• [Given passage]
* * *
Mermaid Marvel performed at the Sip N' Dip cocktail lounge, where guests can cozy up to the tiki bar and watch a mermaid swim while they eat and drink.
Mermaid Marvel performed at the Sip N' Dip cocktail lounge, where guests can cozy up to the tiki bar and watch a mermaid swim while they eat and drink. (Jessica Rinaldi/Globe Staff)

Seattle team

Nov. 3, 2022

Mermaids in Montana, 600 miles from the ocean, may have saved their motor inn

GREAT FALLS, Mont. — Drive north from Yellowstone and you’ll encounter a barren land of idle grain elevators, hazy mountains, yellow fields, blue skies, very little water, and, as a result, even fewer people. Distance seems immeasurable. Sounds are swallowed by silence.

All of which may explain our relief when the expanse of the very open road led to this city on the Plains, and we found ourselves at the front desk of the O’Haire Motor Inn.

“Tonight’s mermaid will swim until 10,” said the woman at the front desk, handing over a room key.

Thank you. Wait. What?

Yes, the mermaid.

During one of her 15-minute breaks, Mermaid Marvel left her tail in the pool so it would stay warm. The tails weigh upward of 10 pounds when they are wet.
During one of her 15-minute breaks, Mermaid Marvel left her tail in the pool so it would stay warm. The tails weigh upward of 10 pounds when they are wet. (Jessica Rinaldi/Globe Staff)

Where to even begin here? Well, I suppose with Sandra Johnson-Thares, who runs the motel and may well personify American ingenuity.
* * *
[Dataset items]

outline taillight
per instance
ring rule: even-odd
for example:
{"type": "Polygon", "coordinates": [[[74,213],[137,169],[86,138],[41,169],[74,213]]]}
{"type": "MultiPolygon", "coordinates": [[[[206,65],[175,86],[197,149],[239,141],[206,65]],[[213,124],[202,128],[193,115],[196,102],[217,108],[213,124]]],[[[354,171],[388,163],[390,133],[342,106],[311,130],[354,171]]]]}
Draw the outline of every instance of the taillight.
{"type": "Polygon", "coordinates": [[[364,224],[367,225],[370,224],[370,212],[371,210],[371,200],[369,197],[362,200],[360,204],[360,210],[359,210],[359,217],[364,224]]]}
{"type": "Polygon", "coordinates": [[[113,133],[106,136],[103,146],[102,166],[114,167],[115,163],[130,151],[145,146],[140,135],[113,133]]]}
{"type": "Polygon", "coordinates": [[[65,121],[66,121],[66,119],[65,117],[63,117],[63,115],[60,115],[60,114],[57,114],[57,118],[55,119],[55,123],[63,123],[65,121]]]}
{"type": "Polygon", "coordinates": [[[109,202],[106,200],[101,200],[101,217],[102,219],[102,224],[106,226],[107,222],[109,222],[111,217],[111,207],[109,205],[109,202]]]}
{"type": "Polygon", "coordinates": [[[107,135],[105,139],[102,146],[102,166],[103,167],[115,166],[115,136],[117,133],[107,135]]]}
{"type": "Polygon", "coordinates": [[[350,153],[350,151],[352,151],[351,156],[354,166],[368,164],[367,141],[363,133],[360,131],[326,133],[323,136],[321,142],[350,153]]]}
* * *
• [Task list]
[1] Using the Montana mermaid article, answer these:
(a) Until what time will tonight's mermaid swim?
(b) How much do the tails weigh when wet?
(c) Who runs the motel?
[2] Reproduce the part of the Montana mermaid article that opens with the words containing "Nov. 3, 2022" and closes with "Yes, the mermaid.".
These rows were drawn from a separate source, unrelated to the article.

• [Expected answers]
[1]
(a) Until 10.
(b) Upward of 10 pounds.
(c) Sandra Johnson-Thares.

[2]
Nov. 3, 2022

Mermaids in Montana, 600 miles from the ocean, may have saved their motor inn

GREAT FALLS, Mont. — Drive north from Yellowstone and you’ll encounter a barren land of idle grain elevators, hazy mountains, yellow fields, blue skies, very little water, and, as a result, even fewer people. Distance seems immeasurable. Sounds are swallowed by silence.

All of which may explain our relief when the expanse of the very open road led to this city on the Plains, and we found ourselves at the front desk of the O’Haire Motor Inn.

“Tonight’s mermaid will swim until 10,” said the woman at the front desk, handing over a room key.

Thank you. Wait. What?

Yes, the mermaid.